#### PASSAGE TO READ
All too often we focus on the direct costs of a conflict - how many dollars per day does it take to run the war? Without a doubt the cost is astronomical, but considering all the parts in motion it's not totally unreasonable. But what of the other costs, those non-monetary costs?
Sure, we all know that families endure hardship with loved ones gone. Whether it is a son or daughter, a husband, wife, father, or mother - there is some felt loss to all those who knew the deployed individual. I will even go so far to assume that in some cases, especially marriages, the impact may be even further felt when the garbage disposal goes berserk and the husband isn't there to fix it, or the kids have a crap day and mom isn't home to say those magical motherly words that seem to make it all better. These are the costs that those who know and care about us must pay, often without choice or vote in the matter.

#### DATA PROVIDED
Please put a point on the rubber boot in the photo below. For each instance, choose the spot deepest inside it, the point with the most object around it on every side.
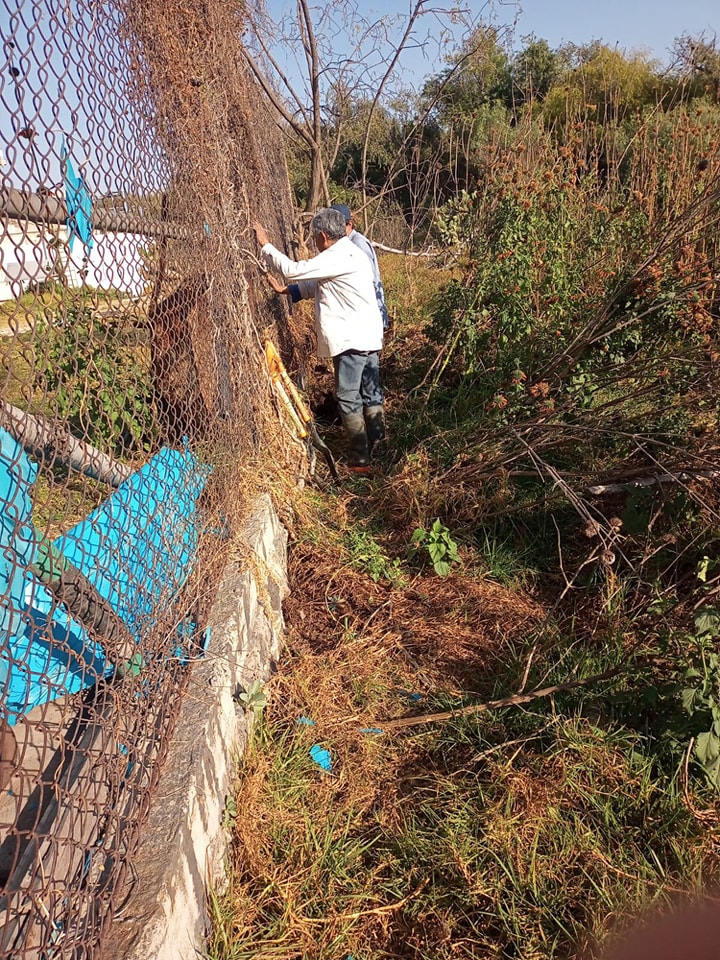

#### WHAT THIS TASK INVOLVES
According to the passage about the costs of war, which costs of a conflict do we all too often focus on? The listing has no connection to the passage about the costs of war.

#### ANSWER TO THIS TASK
The direct costs, such as how many dollars per day it takes to run the war.